▶ _THE TASK_:
Starting at the line that has "woman in striped" and continuing through the end of the records below, express those records as a two-column CSV with the headers record_text and answer. Give one row per record, putting its text and its answer each in a single quoted field and replacing line breaks with spaces.
─── DATA ROWS
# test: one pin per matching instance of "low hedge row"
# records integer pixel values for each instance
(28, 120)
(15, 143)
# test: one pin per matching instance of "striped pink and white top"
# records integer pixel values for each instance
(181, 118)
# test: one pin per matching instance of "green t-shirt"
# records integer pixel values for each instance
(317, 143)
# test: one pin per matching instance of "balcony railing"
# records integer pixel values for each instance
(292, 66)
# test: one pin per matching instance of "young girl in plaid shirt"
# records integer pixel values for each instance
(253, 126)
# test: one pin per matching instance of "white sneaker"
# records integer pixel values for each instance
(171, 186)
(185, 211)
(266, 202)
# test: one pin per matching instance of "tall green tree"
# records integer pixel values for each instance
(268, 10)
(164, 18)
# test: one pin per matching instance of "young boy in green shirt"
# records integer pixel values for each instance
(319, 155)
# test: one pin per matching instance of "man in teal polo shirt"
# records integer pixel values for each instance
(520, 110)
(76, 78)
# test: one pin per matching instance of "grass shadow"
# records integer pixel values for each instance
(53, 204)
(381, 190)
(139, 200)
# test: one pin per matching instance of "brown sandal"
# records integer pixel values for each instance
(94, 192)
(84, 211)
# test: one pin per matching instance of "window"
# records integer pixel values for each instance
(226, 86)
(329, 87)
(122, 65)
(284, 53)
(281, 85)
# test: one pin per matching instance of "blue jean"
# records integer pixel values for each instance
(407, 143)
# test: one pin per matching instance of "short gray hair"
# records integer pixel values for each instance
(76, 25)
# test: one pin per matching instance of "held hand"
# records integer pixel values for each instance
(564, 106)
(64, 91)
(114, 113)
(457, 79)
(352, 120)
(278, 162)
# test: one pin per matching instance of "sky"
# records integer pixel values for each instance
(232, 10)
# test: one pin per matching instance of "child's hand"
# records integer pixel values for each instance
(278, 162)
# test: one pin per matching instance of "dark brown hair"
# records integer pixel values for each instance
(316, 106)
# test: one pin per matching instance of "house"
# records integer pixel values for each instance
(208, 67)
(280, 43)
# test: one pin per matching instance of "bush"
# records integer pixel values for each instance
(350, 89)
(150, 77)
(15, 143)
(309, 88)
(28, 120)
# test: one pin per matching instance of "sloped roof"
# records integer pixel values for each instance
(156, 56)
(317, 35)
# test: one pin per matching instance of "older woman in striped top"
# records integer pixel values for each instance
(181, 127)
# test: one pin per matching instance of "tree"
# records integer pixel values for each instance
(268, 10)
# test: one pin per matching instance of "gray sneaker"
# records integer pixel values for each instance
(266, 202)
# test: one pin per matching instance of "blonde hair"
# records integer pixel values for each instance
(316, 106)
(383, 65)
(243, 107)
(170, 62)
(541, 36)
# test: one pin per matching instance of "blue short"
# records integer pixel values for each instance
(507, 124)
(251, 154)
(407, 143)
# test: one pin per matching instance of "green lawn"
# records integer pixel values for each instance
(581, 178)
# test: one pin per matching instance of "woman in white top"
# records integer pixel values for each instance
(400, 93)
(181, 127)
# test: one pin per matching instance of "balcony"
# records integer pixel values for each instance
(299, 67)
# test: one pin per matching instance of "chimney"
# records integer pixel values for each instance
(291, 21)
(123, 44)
──────
▶ _FULL ANSWER_:
record_text,answer
"# test: one pin per matching instance of ""older woman in striped top"" # records integer pixel values for each instance","(181, 127)"
"# test: one pin per matching instance of ""tree"" # records integer pixel values for each instance","(268, 10)"
"# test: one pin per matching instance of ""gray sneaker"" # records integer pixel values for each instance","(266, 202)"
"# test: one pin per matching instance of ""blonde hair"" # records integer pixel values for each instance","(316, 106) (383, 65) (243, 107) (170, 62) (541, 36)"
"# test: one pin per matching instance of ""blue short"" # records integer pixel values for each instance","(507, 124) (251, 154) (407, 143)"
"# test: one pin per matching instance of ""green lawn"" # records integer pixel values for each instance","(581, 178)"
"# test: one pin per matching instance of ""woman in white top"" # records integer pixel values for each instance","(400, 93) (181, 127)"
"# test: one pin per matching instance of ""balcony"" # records integer pixel values for each instance","(299, 67)"
"# test: one pin per matching instance of ""chimney"" # records integer pixel values for each instance","(291, 21) (123, 44)"